Revision as of 03:46, 16 May 2008

Contents


1 Introduction

This Wiki article describes an experiment targeting execution of Haskell programs on top of the Erlang Virtual Machine (BEAM). Haskell source code is compiled to Yhc Core with York Haskell Compiler (Yhc), then the program further discussed converts Yhc Core to Core Erlang; finally Erlang Compiler (erlc) compiles Core Erlang to the BEAM file format which can be loaded and executed by the Erlang VM.

There have been numerous discussions about Haskell (mainly GHC) runtime lacking some properties that are available in Erlang environment, as well as about possible improvements in Erlang language syntax and type system to bring some elements available in Haskell.

This experiment is an attempt to answer the critics from both sides. Once it becomes possible to execute Haskell programs in Erlang environment, Haskell users get access to the robust concurrency-oriented runtime, still being able to use Haskell native syntax. Erlang users get possibility to develop some algorithms with regard to the Haskell strong type system, while still being able to code directly in Erlang, where it seems more appropriate implementation-wise.

2 Implementation details

This section discusses in deep the approach taken in this experiment. It is good to remember that nothing yet is final; some of the techniques described may possibly make it into the mainstream code, while others may not. This is only the beginning.

2.1 Core Erlang overview

The Core Erlang initiative project is a "collaboration between the High-Performance Erlang (HiPE) project at the Department of Information Technology of Uppsala University, and Ericsson's OTP/Erlang developers".

Core Erlang is an intermediate form of Erlang source compilation. It provides a desugared (compared to Erlang) syntax of a strict functional language. Erlang source may be compiled to Core Erlang, and Core Erlang may be compiled to BEAM bytecode.

Core Erlang plays the same role in the Erlang compilation process as Yhc Core in the Haskell (Yhc) compilation process. So, it turns out to be the most convenient to do the conversion between these formats rather than between e. g. Haskell source and Erlang source.

There was an attempt made earlier to do similar things, only converting from Haskell source (indeed, a subset of Haskell syntax) to Core Erlang. This project is called Haskerl, developed by Torbjörn Törnkvist, (not to be confused with Will Partain's Haskerl. Some source code from Haskerl was used in this experiment, in particular, the algebraic data type to represent Core Erlang internally, and the pretty printer module for Core Erlang, both with some necessary extensions.

The whole compilation chain looks like this:

  1. Haskell source modules are compiled into Yhc Core and linked;
  2. Some overall program optimizations (functionality provided with the Yhc Core library) are performed on the linked Yhc Core;
  3. Yhc Core is converted to Core Erlang;
  4. The Erlang compiler erlc produces a BEAM file.

2.2 Haskell on BEAMs ;)

From the Erlang VM standpoint, a Haskell program is just a large(ish) Erlang module. To run the program, certain function exported from that module (usually,
main
) needs to be called with arguments as necessary. Often the special force function has to be applied to values returned from Haskell-originated module: otherwise some unfinished computation may be returned instead of the expected result.
--*--
### Written instruction 1
In the Haskell-on-Erlang article, which two parts of Haskerl's source code were reused in the experiment?
### Written instruction 2
Turn the paragraph of the Haskell-on-Erlang article beginning "This experiment is an attempt" into a short bulleted list that keeps its main points.
### Written instruction 3
Please write a continuation of the Haskell-on-Erlang article, picking up right after its final sentence.

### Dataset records
--*--
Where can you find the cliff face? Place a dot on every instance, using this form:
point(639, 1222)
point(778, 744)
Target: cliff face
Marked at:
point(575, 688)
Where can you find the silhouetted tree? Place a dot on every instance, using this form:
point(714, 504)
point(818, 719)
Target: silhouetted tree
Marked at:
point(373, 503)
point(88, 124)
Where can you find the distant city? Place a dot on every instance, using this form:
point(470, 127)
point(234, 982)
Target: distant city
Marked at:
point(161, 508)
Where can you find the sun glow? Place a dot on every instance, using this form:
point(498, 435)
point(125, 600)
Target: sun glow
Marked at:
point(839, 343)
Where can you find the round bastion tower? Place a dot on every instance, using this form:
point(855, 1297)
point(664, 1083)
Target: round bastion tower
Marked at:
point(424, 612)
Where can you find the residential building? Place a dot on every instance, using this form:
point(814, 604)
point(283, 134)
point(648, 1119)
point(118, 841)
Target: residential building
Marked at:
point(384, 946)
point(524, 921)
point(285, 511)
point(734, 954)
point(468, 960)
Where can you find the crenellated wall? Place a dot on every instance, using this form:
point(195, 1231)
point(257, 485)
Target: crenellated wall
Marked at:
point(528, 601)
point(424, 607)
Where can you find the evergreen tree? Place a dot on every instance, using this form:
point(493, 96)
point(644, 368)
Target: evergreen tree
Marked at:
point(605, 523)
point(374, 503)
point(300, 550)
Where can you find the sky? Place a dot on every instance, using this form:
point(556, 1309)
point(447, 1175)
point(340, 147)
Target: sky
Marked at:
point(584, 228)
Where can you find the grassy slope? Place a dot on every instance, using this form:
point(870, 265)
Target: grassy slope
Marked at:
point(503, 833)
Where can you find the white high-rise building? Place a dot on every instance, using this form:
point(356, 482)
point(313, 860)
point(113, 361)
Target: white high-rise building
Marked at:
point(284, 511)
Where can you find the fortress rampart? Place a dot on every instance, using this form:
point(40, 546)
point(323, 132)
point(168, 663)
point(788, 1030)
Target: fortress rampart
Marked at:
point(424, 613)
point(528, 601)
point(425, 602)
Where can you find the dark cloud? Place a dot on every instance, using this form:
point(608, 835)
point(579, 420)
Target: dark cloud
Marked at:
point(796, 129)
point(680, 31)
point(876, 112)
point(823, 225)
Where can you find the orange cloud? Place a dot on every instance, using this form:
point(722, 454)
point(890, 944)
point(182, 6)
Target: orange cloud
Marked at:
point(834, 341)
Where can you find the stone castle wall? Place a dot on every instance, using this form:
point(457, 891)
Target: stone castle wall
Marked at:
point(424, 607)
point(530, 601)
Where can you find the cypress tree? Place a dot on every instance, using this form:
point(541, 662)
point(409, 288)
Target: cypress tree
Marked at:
--*--
### Task output 1
The algebraic data type used to represent Core Erlang internally and the pretty printer module for Core Erlang.

### Task output 2
- The experiment tries to answer critics from both the Haskell and Erlang sides.
- If Haskell programs can run in the Erlang environment, Haskell users gain a robust, concurrency-oriented runtime while keeping native Haskell syntax.
- Erlang users can develop some algorithms under Haskell's strong type system and still code directly in Erlang where that suits the implementation better.

### Task output 3
From Haskell program standpoint, Erlang VM is just an execution environment providing system calls that are strict on all their arguments, and may have variable number of arguments. Haskell program may spawn concurrent processes able to receive messages of certain types (the idea of typed processes was borrowed from this Livejournal article (in Russian). The message distribution/transport mechanism is entirely provided by the Erlang VM runtime.

2.3 Lazy computations

Erlang is a strict language. This means that functions always evaluate their agruments, and values get passed around already computed. In Haskell, due to its lazy/non-strict nature, some values are passed around un-evaluated, and may be evaluated later as needed (or never at all). "Traditional" implementation of Haskell runtime often combine non-strict evaluation with memoization which serves to avoid redundant evaluation of the same value several times.

However memoization is not possible when compiling Haskell into (Core) Erlang because of Erlang's single assignment nature. Once created, objects in Erlang are immutable (with few exceptions that are of no value in this experiment). As alternative to memoization, the following approach, based on strictness analysis is used.

The Yhc Core Strictness Analyzer is able to determine whether a function is strict on some (or none) of its arguments. This is done via analysis from the bottom up, with OS/platform primitives (usually assumed strict on all arguments, and the same applies to Erlang primitives). If a function passes its argument to another function which will evaluate it, the former function is also strict on that argument. If a function unconditionally evaluates its argument as a case statement scrutinee, it is also strict on that argument, and this strictness propagates to other functions which call it.

After Yhc Core is linked and optimized, strictness analysis is run on it. All Erlang primitives (see below about possible ways to call Erlang functions from Haskell) are considered strict on all arguments (and they naturally are). If a function is determined to be strict on some of its arguments, for each such argument a code is inserted into the function's body to make sure these arguments will be evaluated as early as possible, and will be passed around evaluated. While this does not replace memoization, it is expected that such approach will at least eliminate some redundant computations.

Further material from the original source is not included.